Please copy out the records that follow, word for word.

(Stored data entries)
>>>

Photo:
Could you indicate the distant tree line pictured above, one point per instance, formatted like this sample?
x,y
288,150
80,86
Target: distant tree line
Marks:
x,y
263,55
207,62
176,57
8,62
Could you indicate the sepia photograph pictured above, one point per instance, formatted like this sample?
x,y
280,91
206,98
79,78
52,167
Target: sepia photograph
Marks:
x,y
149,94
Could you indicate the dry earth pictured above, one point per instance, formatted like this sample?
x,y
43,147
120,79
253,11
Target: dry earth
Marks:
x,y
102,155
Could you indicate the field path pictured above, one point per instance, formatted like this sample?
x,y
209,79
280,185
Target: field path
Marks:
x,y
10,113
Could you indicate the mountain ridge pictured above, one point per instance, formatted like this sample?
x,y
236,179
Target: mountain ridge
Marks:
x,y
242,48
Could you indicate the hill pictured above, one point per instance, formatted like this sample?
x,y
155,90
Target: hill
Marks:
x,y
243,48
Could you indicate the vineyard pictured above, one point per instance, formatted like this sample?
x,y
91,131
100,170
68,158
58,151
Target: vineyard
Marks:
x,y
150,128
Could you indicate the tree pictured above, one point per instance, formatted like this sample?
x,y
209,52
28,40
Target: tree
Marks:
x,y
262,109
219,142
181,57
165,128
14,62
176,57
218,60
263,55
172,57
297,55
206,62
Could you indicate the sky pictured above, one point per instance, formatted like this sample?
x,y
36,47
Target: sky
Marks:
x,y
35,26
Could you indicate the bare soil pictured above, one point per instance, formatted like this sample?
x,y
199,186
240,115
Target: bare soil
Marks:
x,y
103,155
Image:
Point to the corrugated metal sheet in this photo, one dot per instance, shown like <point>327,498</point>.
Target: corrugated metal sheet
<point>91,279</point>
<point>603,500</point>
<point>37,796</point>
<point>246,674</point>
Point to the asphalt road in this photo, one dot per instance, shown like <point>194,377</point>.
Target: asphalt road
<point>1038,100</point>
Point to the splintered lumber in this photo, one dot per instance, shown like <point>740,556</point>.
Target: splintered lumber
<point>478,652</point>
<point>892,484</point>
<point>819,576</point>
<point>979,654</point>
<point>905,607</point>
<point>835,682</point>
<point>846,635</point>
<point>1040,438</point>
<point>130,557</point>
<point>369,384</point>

<<<

Output of the task:
Photo:
Could you indicate the distant tree line pictured above, one point per instance, formatted like this sample?
x,y
288,150
80,86
Target: distant tree line
Marks:
x,y
263,55
207,62
176,57
8,62
Could you indicate the sepia photograph pictured above, one point per instance, formatted like this sample?
x,y
280,91
206,98
79,78
52,167
Target: sepia photograph
Marks:
x,y
149,94
Could you indicate the dry earth pictured above, one point per instance, formatted like this sample?
x,y
43,147
120,79
253,11
Target: dry earth
Marks:
x,y
102,155
Could you indicate the field path pictured above, one point per instance, formatted like this sample?
x,y
209,79
280,185
Target: field path
Marks:
x,y
10,113
Could you indicate the mountain ridge pictured above, one point per instance, formatted like this sample?
x,y
236,179
Target: mountain ridge
Marks:
x,y
242,48
Could you indicate the hill pictured above, one point per instance, formatted like this sample?
x,y
155,90
Target: hill
Marks:
x,y
243,48
Could you indicate the vineyard pictured above, one point per instance, formatted like this sample?
x,y
91,131
100,170
68,158
58,151
Target: vineyard
Marks:
x,y
150,128
Could you indicate the tree pictured above, one point per instance, formatted like this sample?
x,y
209,52
28,40
Target: tree
Marks:
x,y
262,109
219,142
181,57
165,128
14,62
176,57
218,60
263,55
172,57
297,55
206,62
Could you indicate the sky pictured above, one point per instance, formatted like this sample?
x,y
36,47
Target: sky
Marks:
x,y
35,26
Could you indicate the bare soil pictured above, one point per instance, formatted like this sample?
x,y
199,186
240,115
Target: bare soil
Marks:
x,y
103,155
Image:
Point to the corrugated metal sheet in this photo, one dot per instance, shown like <point>327,498</point>.
Target: corrugated metal sheet
<point>91,279</point>
<point>603,500</point>
<point>37,796</point>
<point>246,674</point>
Point to the asphalt road in this photo, one dot per instance, shown like <point>194,377</point>.
Target: asphalt road
<point>1038,100</point>
Point to the splintered lumber in this photo, one dot per instance, shown like <point>740,556</point>.
Target: splintered lumber
<point>478,652</point>
<point>892,484</point>
<point>819,576</point>
<point>979,654</point>
<point>905,607</point>
<point>835,682</point>
<point>846,635</point>
<point>1040,438</point>
<point>130,557</point>
<point>369,384</point>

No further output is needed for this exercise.